━━━━━ DOCUMENT EXTRACT
The Competitive Drive

Updated: Nov 28, 2022

An athletic mindset earns Wyoming family Certified Angus Beef Commercial Commitment to Excellence honors (for Angus Journal).

Whether it’s in the curved panels of an auction ring or the arch of a boundary line on a wrestling mat, the members of the Wasserburger family of Lusk, Wyo., know what it takes to enter an arena, eager to compete.


The Bootheel 7 brand that marks the hips of their herd could stand for the seven state wrestling titles held between three boys in the fourth generation, but that mark far predates their competitive drive. It’s been the brand carried by Wassserburgers looking for the “W” since the homesteading era.


In September, their hands were raised in the winners circle again, in Phoenix, Ariz., as recipients of the 2022 Certified Angus Beef (CAB) Commercial Commitment to Excellence Award. The honor marks years of channeling such athletic intensity into success on the ranch.



Cousin Trey Wasserburger wrote the nomination. He and wife, Dayna, own and operate TD Angus at Rishel Ranch, North Platte, Neb. The Bootheel 7 steers handily won their TD Angus Feed Test “Highest CAB Percentage” category two years in a row with pens at 64% and 65% CAB and 100% Choice or higher.


Those moves are the work of JD and Laurie Wasserburger, with their sons Eric and Andrew and his wife, Anne, built on family legacies of pioneer great-grandfather, Henry, and his son, Henry Jr.


The 1916 homestead title started it all, but Henry felled cedar fenceposts in the Buck Creek Hills for neighboring ranches before he could claim one of his own. He spent those first years in a “soddy” of stacked native prairie adorned with a cowhide door flap, but then established a ranch and passed the Bootheel 7 brand down to the son who began buying other area homesteads and grasslands.


Henry Jr. built up the modern ranch with sheep and cattle that JD further diversified with new businesses to support the next generation. After the sheep were sold, JD started a freight company to serve the area’s oil and gas industry. His foresight paid off and two sons came back to the ranch, proudly carrying the Bootheel 7 brand into its second century.


“There’s no such thing as being OK with where we are, even though we are extremely grateful for every single thing we have,” Anne says. “We’re growing, looking for new ways every day to integrate all aspects of farming and ranching: raising our own feed, feeding our own cattle, following them through to the plate. Whatever it takes to understand the whole process and figure out how to be the best at it.”
━━━━━━━━━━
━━━━━ DATA EXCERPTS
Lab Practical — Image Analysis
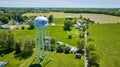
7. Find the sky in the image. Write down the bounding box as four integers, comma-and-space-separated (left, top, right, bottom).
0, 0, 120, 8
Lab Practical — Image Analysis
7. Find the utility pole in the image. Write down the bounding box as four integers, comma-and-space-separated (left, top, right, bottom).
84, 26, 88, 67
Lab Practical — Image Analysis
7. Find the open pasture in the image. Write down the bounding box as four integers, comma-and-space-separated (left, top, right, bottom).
90, 24, 120, 67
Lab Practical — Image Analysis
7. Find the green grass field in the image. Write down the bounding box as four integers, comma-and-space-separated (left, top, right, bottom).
0, 26, 84, 67
90, 24, 120, 67
23, 12, 120, 24
46, 53, 84, 67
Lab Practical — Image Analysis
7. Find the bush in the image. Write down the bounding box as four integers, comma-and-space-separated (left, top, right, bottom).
21, 26, 25, 30
86, 42, 95, 53
64, 46, 71, 54
87, 38, 95, 42
88, 52, 99, 67
68, 35, 72, 39
14, 42, 22, 54
56, 45, 64, 53
76, 49, 84, 54
0, 30, 15, 54
79, 32, 84, 38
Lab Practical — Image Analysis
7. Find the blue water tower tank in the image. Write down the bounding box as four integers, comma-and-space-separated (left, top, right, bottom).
34, 16, 48, 28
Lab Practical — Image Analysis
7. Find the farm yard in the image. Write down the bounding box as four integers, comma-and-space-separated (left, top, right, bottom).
23, 12, 120, 24
0, 7, 120, 67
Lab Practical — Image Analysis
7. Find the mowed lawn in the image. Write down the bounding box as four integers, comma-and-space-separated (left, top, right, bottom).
12, 26, 81, 46
45, 53, 84, 67
0, 26, 81, 67
23, 12, 120, 24
90, 24, 120, 67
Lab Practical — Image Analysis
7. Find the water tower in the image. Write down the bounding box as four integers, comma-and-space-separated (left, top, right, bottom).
34, 16, 52, 63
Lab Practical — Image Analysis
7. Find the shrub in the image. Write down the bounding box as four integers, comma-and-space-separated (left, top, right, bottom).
79, 32, 84, 38
88, 52, 99, 67
76, 49, 84, 54
64, 46, 71, 54
14, 42, 22, 54
56, 45, 64, 53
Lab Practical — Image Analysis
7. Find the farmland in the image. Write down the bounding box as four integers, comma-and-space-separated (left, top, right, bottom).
23, 12, 120, 24
0, 12, 120, 67
90, 24, 120, 67
0, 26, 84, 67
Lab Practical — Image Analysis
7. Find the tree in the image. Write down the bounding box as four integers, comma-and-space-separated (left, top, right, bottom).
14, 42, 21, 54
56, 45, 64, 53
28, 21, 34, 29
88, 52, 99, 67
80, 15, 83, 19
64, 46, 71, 54
48, 15, 53, 23
86, 42, 95, 54
0, 30, 15, 54
68, 35, 72, 39
50, 38, 56, 44
0, 16, 9, 24
21, 26, 25, 30
79, 32, 84, 39
77, 39, 85, 53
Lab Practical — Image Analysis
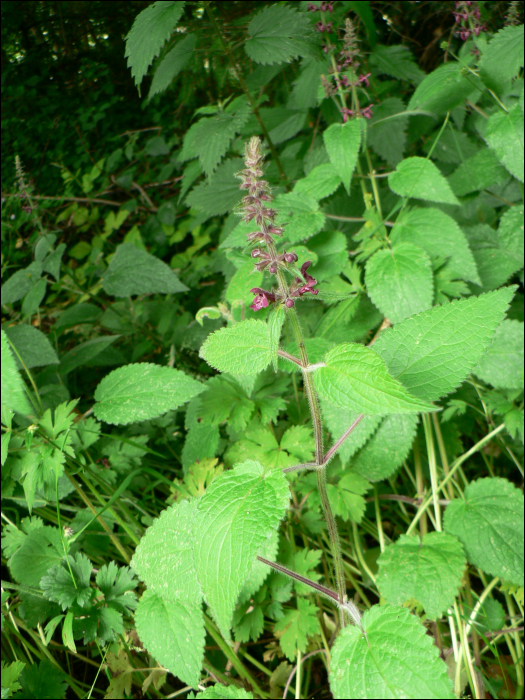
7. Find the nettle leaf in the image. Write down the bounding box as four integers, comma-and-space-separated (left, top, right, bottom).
473, 320, 524, 389
314, 343, 438, 415
444, 478, 524, 586
372, 286, 516, 402
388, 156, 459, 205
365, 243, 434, 323
293, 163, 341, 200
448, 148, 509, 197
484, 105, 524, 182
102, 243, 188, 297
5, 323, 59, 369
194, 460, 290, 639
125, 2, 186, 86
366, 97, 408, 168
323, 119, 360, 194
93, 362, 206, 425
147, 32, 197, 100
1, 331, 31, 415
199, 319, 271, 375
274, 598, 319, 661
135, 584, 206, 688
321, 397, 382, 466
274, 192, 325, 243
377, 532, 467, 620
330, 604, 454, 700
408, 61, 479, 114
390, 207, 480, 284
352, 415, 418, 481
244, 5, 317, 64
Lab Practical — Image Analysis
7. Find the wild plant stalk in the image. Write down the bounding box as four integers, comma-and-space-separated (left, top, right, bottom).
237, 136, 363, 626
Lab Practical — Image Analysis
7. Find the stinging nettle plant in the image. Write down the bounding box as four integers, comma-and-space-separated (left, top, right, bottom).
2, 2, 523, 698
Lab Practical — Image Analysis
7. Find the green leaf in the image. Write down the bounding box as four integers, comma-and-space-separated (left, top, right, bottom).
484, 105, 524, 182
323, 119, 363, 194
352, 415, 418, 481
1, 261, 42, 305
372, 287, 516, 402
321, 398, 382, 466
444, 477, 524, 586
366, 97, 408, 168
1, 331, 31, 415
390, 207, 480, 284
59, 335, 120, 374
194, 461, 290, 639
448, 148, 509, 197
273, 192, 325, 243
330, 604, 454, 700
473, 320, 524, 389
274, 598, 319, 661
125, 2, 186, 86
102, 243, 188, 297
388, 156, 459, 205
148, 33, 197, 100
366, 45, 425, 85
479, 25, 523, 90
365, 243, 434, 323
199, 319, 271, 375
93, 362, 206, 425
408, 61, 479, 114
135, 588, 206, 688
376, 532, 467, 620
314, 343, 438, 415
293, 163, 341, 200
5, 323, 59, 369
244, 5, 315, 64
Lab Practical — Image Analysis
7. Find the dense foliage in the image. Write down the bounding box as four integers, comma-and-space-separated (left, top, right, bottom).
1, 2, 524, 698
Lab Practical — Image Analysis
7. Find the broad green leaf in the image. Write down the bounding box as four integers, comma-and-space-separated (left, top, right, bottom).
372, 287, 516, 402
323, 119, 363, 194
479, 24, 523, 90
293, 163, 341, 200
130, 498, 202, 606
194, 461, 290, 639
148, 33, 197, 100
102, 243, 188, 297
186, 154, 243, 216
473, 320, 524, 389
376, 532, 467, 620
408, 61, 479, 114
444, 477, 524, 586
321, 398, 382, 466
329, 604, 454, 700
2, 261, 42, 305
388, 156, 459, 204
352, 415, 417, 481
390, 207, 480, 284
244, 5, 315, 64
365, 243, 434, 323
273, 192, 325, 243
135, 588, 206, 688
314, 343, 438, 415
199, 319, 271, 375
1, 331, 31, 415
366, 97, 408, 168
484, 105, 524, 182
59, 335, 120, 374
366, 45, 425, 85
125, 2, 186, 87
93, 362, 206, 425
448, 148, 509, 197
5, 323, 59, 369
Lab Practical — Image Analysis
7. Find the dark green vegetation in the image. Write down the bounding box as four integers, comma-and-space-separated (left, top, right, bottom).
2, 2, 524, 698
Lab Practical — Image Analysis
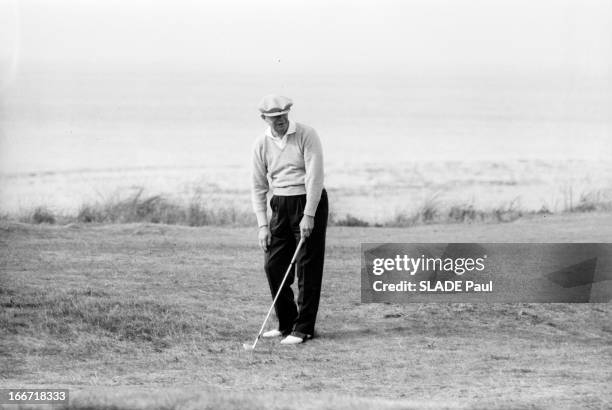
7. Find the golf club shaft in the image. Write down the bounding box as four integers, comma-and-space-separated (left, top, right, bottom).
253, 237, 306, 348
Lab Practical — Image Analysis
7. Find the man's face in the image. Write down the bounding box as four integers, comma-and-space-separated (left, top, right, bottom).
262, 114, 289, 136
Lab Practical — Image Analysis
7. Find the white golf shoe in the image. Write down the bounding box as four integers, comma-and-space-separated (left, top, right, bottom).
281, 335, 304, 345
261, 329, 283, 339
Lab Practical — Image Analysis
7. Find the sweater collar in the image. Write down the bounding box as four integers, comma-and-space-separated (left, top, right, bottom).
266, 120, 297, 141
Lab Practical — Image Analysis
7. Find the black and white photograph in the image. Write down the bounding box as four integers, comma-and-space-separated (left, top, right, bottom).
0, 0, 612, 410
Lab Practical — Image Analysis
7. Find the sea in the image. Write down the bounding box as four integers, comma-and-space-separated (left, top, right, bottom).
0, 62, 612, 222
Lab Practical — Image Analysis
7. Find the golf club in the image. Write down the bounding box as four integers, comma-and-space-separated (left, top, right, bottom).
242, 237, 306, 350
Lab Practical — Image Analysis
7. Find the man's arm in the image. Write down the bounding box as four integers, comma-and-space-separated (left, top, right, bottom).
304, 128, 323, 217
251, 140, 269, 227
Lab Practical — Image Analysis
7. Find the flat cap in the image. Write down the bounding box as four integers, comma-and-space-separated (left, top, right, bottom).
259, 94, 293, 117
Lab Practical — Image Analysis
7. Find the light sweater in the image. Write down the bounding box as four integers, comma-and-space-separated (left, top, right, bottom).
251, 122, 323, 226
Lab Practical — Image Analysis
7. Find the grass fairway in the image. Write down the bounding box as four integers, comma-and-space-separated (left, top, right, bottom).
0, 214, 612, 409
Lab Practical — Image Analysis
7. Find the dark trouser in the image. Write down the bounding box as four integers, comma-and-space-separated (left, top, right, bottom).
265, 190, 328, 337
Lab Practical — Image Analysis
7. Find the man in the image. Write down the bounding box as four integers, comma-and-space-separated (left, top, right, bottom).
252, 95, 328, 345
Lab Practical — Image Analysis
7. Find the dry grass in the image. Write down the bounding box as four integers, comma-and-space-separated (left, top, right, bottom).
5, 189, 612, 227
0, 214, 612, 409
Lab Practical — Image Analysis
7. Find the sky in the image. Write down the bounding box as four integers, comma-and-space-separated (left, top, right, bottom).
0, 0, 612, 78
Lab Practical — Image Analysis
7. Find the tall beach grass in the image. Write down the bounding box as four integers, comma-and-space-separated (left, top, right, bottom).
5, 188, 612, 227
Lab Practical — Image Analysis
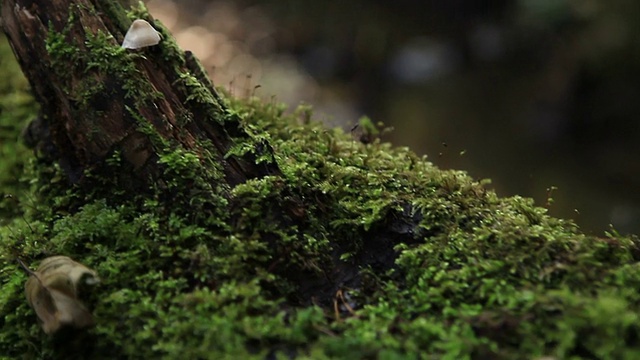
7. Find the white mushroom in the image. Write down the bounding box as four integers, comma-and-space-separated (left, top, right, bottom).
122, 19, 160, 49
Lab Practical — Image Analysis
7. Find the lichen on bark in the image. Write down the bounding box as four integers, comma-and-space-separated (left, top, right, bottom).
0, 1, 640, 359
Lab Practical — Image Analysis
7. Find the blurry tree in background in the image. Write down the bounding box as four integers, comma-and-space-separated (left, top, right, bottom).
147, 0, 640, 234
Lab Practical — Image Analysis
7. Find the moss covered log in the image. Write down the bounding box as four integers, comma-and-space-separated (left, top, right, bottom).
0, 2, 640, 359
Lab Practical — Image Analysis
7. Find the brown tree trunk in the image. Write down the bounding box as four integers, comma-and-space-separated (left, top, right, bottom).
2, 0, 278, 188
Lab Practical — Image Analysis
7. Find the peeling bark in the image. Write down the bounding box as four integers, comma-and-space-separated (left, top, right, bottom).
2, 0, 279, 188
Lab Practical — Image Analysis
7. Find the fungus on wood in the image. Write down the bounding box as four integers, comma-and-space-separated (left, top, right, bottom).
2, 0, 278, 190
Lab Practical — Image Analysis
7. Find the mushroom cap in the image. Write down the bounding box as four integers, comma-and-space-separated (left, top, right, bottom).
122, 19, 160, 49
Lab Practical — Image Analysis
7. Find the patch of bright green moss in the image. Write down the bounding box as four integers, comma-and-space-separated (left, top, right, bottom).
0, 7, 640, 359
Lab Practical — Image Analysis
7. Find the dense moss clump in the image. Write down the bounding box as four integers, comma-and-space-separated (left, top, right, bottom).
0, 23, 640, 359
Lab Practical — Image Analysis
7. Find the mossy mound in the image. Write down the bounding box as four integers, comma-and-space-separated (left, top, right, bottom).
0, 31, 640, 359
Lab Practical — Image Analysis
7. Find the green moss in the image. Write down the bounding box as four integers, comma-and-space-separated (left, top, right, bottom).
0, 9, 640, 359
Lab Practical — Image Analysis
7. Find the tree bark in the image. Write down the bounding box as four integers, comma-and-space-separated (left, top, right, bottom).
2, 0, 278, 189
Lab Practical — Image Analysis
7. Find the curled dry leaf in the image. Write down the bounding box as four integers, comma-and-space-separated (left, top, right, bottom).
23, 256, 100, 334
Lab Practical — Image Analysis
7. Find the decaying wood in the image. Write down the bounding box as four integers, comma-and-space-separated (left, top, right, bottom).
2, 0, 278, 187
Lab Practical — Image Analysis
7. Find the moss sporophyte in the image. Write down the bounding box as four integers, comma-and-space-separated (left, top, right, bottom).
0, 1, 640, 359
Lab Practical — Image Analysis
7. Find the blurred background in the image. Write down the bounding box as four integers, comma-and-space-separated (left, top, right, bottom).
146, 0, 640, 235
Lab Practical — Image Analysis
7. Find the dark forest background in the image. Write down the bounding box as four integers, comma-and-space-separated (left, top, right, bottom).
146, 0, 640, 234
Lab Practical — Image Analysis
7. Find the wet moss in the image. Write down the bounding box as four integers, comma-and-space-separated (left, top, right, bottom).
0, 9, 640, 359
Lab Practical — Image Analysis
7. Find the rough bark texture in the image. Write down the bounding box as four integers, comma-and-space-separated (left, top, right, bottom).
0, 0, 640, 359
2, 0, 277, 188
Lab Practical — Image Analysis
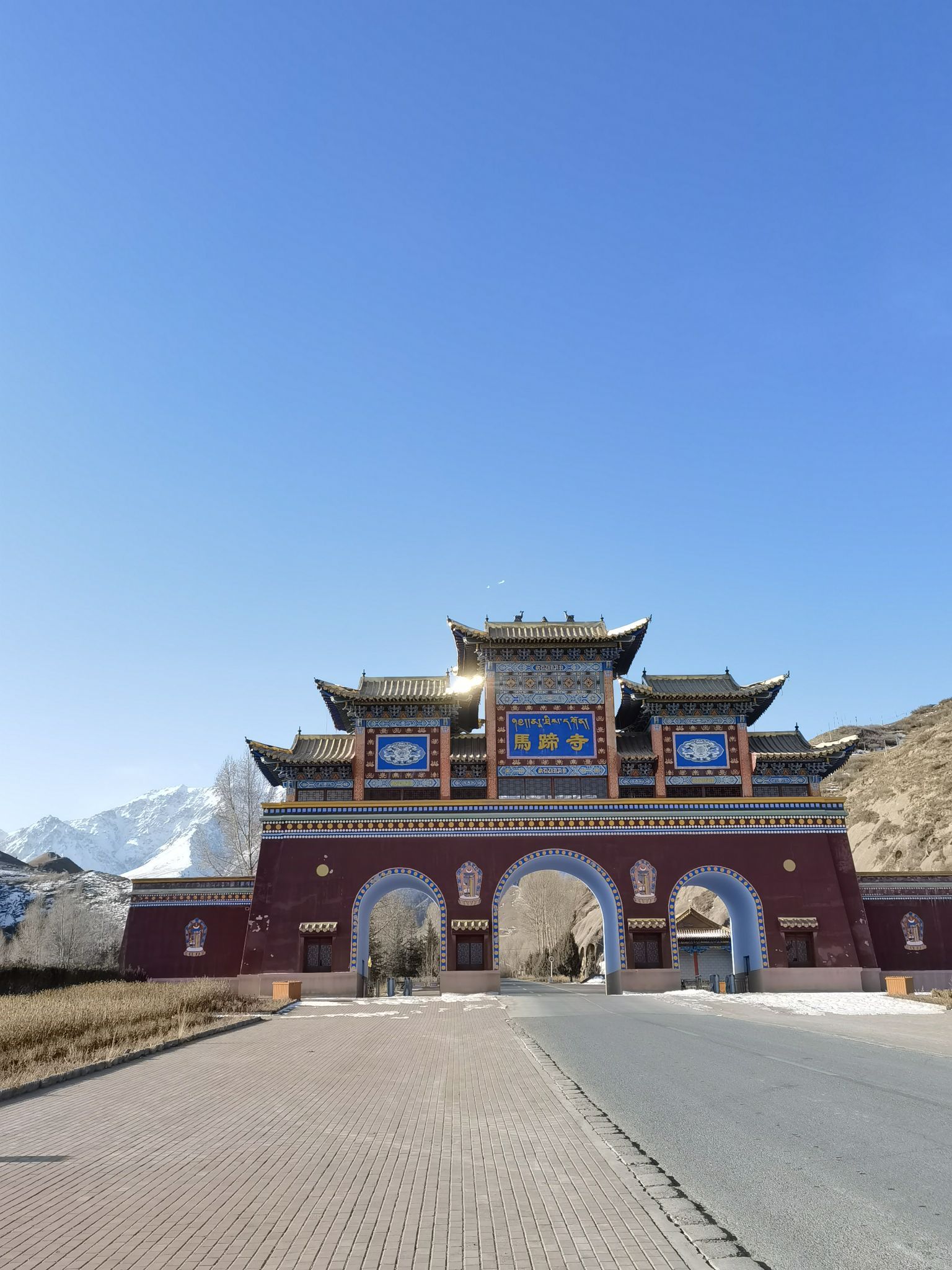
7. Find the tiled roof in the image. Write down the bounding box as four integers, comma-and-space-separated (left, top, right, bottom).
615, 670, 787, 729
747, 729, 811, 755
747, 729, 859, 758
637, 670, 787, 699
449, 732, 486, 762
247, 733, 354, 785
314, 674, 451, 701
314, 674, 482, 732
447, 617, 651, 674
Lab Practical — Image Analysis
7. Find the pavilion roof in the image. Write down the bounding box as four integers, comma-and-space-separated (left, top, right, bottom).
245, 733, 354, 785
615, 670, 787, 729
615, 732, 655, 758
314, 674, 482, 732
447, 616, 651, 674
747, 728, 859, 776
449, 732, 486, 763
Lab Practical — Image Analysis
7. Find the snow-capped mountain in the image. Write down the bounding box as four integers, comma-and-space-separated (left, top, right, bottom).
2, 785, 227, 877
0, 857, 132, 944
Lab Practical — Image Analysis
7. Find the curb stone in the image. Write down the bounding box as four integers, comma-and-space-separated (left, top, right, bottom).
506, 1016, 770, 1270
0, 1011, 265, 1103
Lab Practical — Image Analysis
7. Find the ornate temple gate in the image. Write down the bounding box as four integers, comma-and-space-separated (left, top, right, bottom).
126, 613, 898, 996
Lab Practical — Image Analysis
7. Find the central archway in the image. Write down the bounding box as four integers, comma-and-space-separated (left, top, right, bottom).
493, 847, 628, 993
668, 865, 767, 974
350, 868, 447, 975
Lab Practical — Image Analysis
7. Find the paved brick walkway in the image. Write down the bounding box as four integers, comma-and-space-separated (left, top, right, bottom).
0, 998, 705, 1270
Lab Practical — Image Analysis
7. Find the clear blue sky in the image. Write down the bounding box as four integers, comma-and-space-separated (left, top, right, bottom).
0, 0, 952, 830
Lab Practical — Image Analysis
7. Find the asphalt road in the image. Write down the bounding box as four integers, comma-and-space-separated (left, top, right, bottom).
504, 982, 952, 1270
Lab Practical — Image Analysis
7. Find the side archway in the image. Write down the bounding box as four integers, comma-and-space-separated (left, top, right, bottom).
350, 868, 447, 974
668, 865, 767, 974
493, 847, 628, 992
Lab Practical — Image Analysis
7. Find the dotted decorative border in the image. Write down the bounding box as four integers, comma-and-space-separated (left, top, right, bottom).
493, 847, 628, 970
262, 820, 847, 842
350, 868, 447, 970
668, 865, 768, 970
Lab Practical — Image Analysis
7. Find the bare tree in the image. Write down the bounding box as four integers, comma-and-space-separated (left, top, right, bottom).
45, 890, 84, 969
513, 869, 588, 952
194, 752, 273, 876
9, 899, 50, 965
371, 893, 420, 978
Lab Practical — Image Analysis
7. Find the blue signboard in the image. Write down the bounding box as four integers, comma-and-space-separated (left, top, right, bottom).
674, 732, 730, 767
506, 710, 596, 760
377, 733, 430, 772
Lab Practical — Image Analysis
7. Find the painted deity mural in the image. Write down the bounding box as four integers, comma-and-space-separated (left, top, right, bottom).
185, 917, 208, 956
456, 859, 482, 904
899, 913, 925, 952
631, 859, 658, 904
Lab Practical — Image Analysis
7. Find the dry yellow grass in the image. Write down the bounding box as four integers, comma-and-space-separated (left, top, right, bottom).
0, 979, 271, 1088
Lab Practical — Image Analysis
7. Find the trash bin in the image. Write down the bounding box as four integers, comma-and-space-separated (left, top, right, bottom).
884, 974, 915, 997
271, 979, 301, 1001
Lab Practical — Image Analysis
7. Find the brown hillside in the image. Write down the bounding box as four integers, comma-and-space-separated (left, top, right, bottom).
816, 697, 952, 873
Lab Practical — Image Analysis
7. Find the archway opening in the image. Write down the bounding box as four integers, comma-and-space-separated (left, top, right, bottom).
493, 847, 627, 993
499, 869, 604, 983
668, 865, 767, 982
350, 868, 447, 982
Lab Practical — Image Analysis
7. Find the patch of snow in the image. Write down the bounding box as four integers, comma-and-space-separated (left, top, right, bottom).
642, 988, 946, 1016
712, 992, 946, 1016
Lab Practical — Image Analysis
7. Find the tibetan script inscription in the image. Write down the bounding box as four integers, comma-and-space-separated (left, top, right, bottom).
506, 710, 596, 758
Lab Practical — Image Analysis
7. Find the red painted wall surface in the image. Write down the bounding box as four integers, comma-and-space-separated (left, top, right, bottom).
123, 904, 247, 979
239, 833, 863, 974
866, 898, 952, 978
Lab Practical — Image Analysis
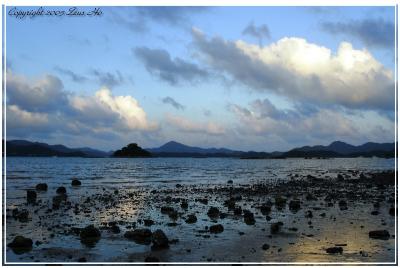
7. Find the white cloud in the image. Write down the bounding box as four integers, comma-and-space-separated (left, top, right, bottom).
166, 114, 225, 135
192, 29, 394, 110
7, 75, 158, 144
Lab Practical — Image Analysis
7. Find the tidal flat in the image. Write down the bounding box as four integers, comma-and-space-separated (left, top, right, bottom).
5, 158, 397, 263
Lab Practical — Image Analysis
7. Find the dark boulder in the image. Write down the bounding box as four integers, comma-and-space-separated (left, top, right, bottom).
210, 224, 224, 234
144, 256, 160, 262
326, 247, 343, 254
56, 186, 67, 194
339, 200, 347, 210
71, 179, 82, 186
243, 209, 256, 225
124, 229, 152, 245
7, 235, 33, 254
143, 219, 154, 226
260, 203, 271, 215
289, 199, 301, 211
389, 207, 395, 216
79, 225, 101, 247
368, 230, 390, 240
36, 183, 47, 191
12, 208, 29, 222
270, 222, 281, 234
26, 190, 37, 204
207, 207, 219, 218
261, 244, 270, 250
151, 229, 169, 250
185, 214, 197, 224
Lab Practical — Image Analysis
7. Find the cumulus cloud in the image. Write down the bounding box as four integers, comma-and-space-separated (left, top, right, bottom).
228, 99, 360, 144
54, 66, 87, 83
162, 97, 185, 110
133, 47, 208, 85
6, 71, 68, 111
6, 71, 158, 142
242, 22, 271, 46
166, 114, 225, 135
321, 19, 395, 50
91, 69, 125, 88
192, 29, 394, 110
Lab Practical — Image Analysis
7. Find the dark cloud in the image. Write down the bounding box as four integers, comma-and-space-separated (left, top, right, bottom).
162, 97, 185, 110
54, 66, 87, 83
242, 22, 271, 46
91, 69, 125, 88
133, 47, 209, 85
321, 19, 395, 50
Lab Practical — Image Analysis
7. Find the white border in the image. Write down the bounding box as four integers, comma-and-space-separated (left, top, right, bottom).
0, 0, 399, 267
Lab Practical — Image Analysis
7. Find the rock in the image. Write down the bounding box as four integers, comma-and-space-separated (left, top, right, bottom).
210, 224, 224, 234
56, 186, 67, 194
389, 207, 395, 216
260, 203, 271, 215
243, 210, 256, 225
224, 198, 236, 210
36, 183, 47, 191
326, 247, 343, 254
79, 225, 101, 247
26, 190, 36, 204
305, 210, 313, 218
151, 229, 169, 250
207, 207, 219, 218
289, 199, 301, 211
261, 244, 270, 250
110, 225, 121, 234
144, 256, 160, 262
7, 235, 33, 254
271, 222, 281, 234
275, 196, 286, 209
233, 207, 242, 216
339, 200, 347, 210
124, 229, 152, 245
181, 201, 189, 209
368, 230, 390, 240
71, 179, 82, 186
53, 194, 67, 209
12, 208, 29, 222
143, 219, 154, 226
185, 214, 197, 224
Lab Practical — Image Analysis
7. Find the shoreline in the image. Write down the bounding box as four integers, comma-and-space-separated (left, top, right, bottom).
6, 171, 396, 263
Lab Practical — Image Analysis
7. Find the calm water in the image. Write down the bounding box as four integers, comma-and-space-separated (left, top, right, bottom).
6, 157, 395, 203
━━━━━━━━━━
▸ YOUR TASKS
**A)** Return the part of the Wasserburger ranch article starting at "An athletic mindset" and ending at "the homesteading era.".
**B)** In the Wasserburger ranch article, list every person named in the sentence that begins "Those moves are the work of".
**C)** Translate this sentence from the Wasserburger ranch article into Spanish: "The honor marks years of channeling such athletic intensity into success on the ranch."
None of the records are needed for this work.

▸ RESPONSES TO THE TASKS
**A)**
An athletic mindset earns Wyoming family Certified Angus Beef Commercial Commitment to Excellence honors (for Angus Journal).

Whether it’s in the curved panels of an auction ring or the arch of a boundary line on a wrestling mat, the members of the Wasserburger family of Lusk, Wyo., know what it takes to enter an arena, eager to compete.


The Bootheel 7 brand that marks the hips of their herd could stand for the seven state wrestling titles held between three boys in the fourth generation, but that mark far predates their competitive drive. It’s been the brand carried by Wassserburgers looking for the “W” since the homesteading era.

**B)**
JD
Laurie
Eric
Andrew
Anne
Henry
Henry Jr.

**C)** El galardón marca años de canalizar esa intensidad atlética hacia el éxito en el rancho.